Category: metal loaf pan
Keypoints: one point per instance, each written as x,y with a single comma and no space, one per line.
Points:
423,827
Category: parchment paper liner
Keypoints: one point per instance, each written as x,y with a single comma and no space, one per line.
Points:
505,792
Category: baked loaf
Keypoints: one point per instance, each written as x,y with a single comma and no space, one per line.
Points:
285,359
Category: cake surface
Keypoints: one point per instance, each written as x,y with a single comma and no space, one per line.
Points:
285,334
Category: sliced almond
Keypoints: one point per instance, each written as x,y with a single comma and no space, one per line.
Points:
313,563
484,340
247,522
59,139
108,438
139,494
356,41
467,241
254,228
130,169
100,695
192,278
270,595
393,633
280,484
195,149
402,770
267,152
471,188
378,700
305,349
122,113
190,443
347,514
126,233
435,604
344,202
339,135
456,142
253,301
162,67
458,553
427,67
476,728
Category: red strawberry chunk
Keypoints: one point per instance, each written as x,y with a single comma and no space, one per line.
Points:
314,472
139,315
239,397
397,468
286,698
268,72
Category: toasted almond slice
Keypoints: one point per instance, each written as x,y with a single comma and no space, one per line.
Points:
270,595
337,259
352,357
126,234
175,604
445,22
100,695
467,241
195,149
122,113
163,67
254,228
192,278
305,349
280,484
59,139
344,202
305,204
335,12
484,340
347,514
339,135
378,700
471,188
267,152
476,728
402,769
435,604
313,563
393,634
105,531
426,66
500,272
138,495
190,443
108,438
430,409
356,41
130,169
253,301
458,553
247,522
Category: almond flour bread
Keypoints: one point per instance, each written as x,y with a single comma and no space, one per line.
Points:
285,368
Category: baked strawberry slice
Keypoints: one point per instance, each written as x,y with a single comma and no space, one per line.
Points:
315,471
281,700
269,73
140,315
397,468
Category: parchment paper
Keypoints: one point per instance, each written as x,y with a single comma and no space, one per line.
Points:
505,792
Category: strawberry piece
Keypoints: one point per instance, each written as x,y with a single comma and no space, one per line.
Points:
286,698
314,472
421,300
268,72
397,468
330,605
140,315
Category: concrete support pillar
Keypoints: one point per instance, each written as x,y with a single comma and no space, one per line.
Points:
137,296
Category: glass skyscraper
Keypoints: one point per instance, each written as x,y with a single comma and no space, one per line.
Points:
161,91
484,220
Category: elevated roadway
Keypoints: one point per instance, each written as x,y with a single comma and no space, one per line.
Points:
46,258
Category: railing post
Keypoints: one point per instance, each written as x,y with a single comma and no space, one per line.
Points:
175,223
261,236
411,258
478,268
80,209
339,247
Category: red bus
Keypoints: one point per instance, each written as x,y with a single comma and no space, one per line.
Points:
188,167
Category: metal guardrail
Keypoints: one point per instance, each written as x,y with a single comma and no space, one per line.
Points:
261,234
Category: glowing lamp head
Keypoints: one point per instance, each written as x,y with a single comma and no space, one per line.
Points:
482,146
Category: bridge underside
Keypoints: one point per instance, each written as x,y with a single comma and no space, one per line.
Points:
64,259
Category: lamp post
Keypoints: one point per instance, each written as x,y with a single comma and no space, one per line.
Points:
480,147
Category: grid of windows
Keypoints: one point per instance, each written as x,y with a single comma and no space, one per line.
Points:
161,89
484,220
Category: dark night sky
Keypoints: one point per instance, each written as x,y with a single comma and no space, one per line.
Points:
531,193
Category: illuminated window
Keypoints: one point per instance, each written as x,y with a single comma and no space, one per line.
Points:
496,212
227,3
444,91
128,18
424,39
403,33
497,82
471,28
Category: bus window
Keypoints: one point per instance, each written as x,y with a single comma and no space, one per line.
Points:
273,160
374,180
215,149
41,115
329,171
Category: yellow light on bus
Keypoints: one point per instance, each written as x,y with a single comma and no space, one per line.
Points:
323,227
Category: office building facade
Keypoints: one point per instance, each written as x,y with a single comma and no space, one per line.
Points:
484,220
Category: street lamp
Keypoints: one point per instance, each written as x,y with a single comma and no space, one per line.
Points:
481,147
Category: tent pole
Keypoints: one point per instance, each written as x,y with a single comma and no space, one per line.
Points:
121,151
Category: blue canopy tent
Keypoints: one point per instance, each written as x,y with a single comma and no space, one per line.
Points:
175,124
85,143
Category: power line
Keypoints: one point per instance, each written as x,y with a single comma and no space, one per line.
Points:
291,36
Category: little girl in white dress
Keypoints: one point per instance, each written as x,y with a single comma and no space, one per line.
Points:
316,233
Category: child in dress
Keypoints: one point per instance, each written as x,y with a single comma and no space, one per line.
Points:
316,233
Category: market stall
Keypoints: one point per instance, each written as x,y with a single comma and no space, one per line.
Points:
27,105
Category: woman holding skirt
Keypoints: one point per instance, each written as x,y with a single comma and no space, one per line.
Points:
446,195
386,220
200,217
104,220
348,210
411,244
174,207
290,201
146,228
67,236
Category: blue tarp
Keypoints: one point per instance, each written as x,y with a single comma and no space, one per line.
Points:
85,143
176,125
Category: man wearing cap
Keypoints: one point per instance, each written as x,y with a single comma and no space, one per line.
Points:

----

Short task:
Reproduce every line of the material from the line containing "Category: market stall" through the last line, inclusive, leaving all wording unchanged. Multiply each point coordinate by 2 and round to whole numbers, with halves rounded up.

Answer to this task:
Category: market stall
Keypoints: one point per instance, each written as x,y with a single comma and no space, one per line.
Points:
54,210
Category: woman holding skirt
Keypoints: one point per instance, each written as x,y with a single comma and no space, one per line.
Points:
892,390
772,440
400,434
208,440
696,420
822,488
348,414
580,402
292,456
134,472
Category: blue tarp
Keypoints: one point per instance, each written as x,y with a single comma and no space, one per line.
Points:
170,286
352,250
Category: man wearing cap
Keypoints: one point per instance, each written as x,y with a single comma and no space, one per line.
Points:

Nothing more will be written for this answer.